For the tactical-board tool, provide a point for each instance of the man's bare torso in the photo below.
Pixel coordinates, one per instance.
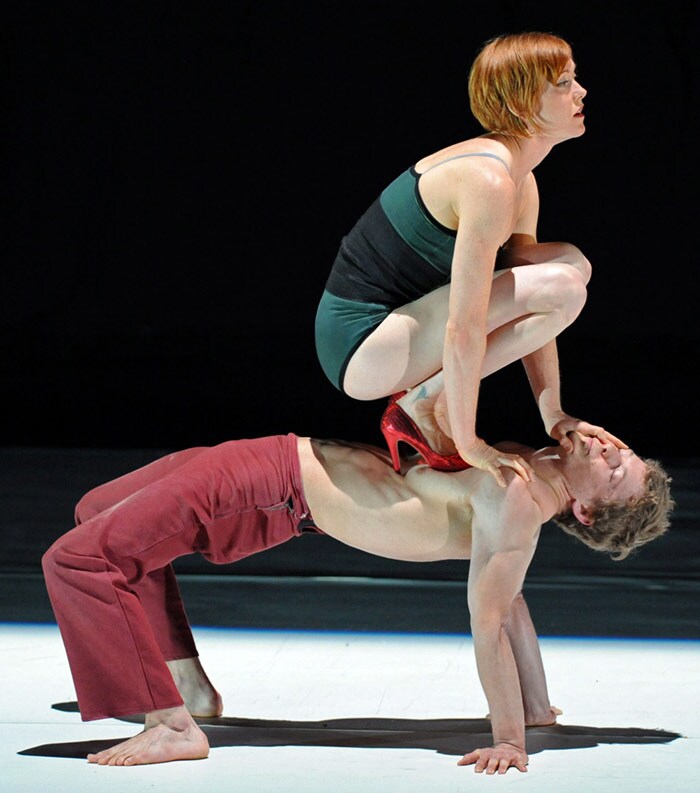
(356, 497)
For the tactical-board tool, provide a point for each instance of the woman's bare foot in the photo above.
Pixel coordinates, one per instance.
(169, 734)
(199, 695)
(419, 403)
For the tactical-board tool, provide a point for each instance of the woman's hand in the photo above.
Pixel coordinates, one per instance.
(560, 428)
(481, 455)
(497, 758)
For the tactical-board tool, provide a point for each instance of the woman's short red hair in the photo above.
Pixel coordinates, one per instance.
(508, 77)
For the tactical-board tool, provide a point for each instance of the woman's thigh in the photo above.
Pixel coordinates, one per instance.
(407, 347)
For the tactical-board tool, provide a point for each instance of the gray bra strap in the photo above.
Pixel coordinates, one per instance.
(470, 154)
====
**EXERCISE DIRECTIONS:**
When a line among the entries above contains "board", copy it.

**WRITTEN SOLUTION:**
For the tactical-board tool, provide a point for each instance of the man's bare torso in the photo below.
For the tactical-board tool, provide a point for each instance of the woman's bare foot in the photo above.
For the tactical-board tool, provide a point for each instance of the woman's hand in the photo above.
For the tactical-board tool, provide a point for each instance of the woman's short red hair in the photo above.
For the tactical-board tool, provide a point for each instance of the woman's thigh in the photo above.
For the tactical-board tool, provide a point for each instance of the gray bra strap in the photo above.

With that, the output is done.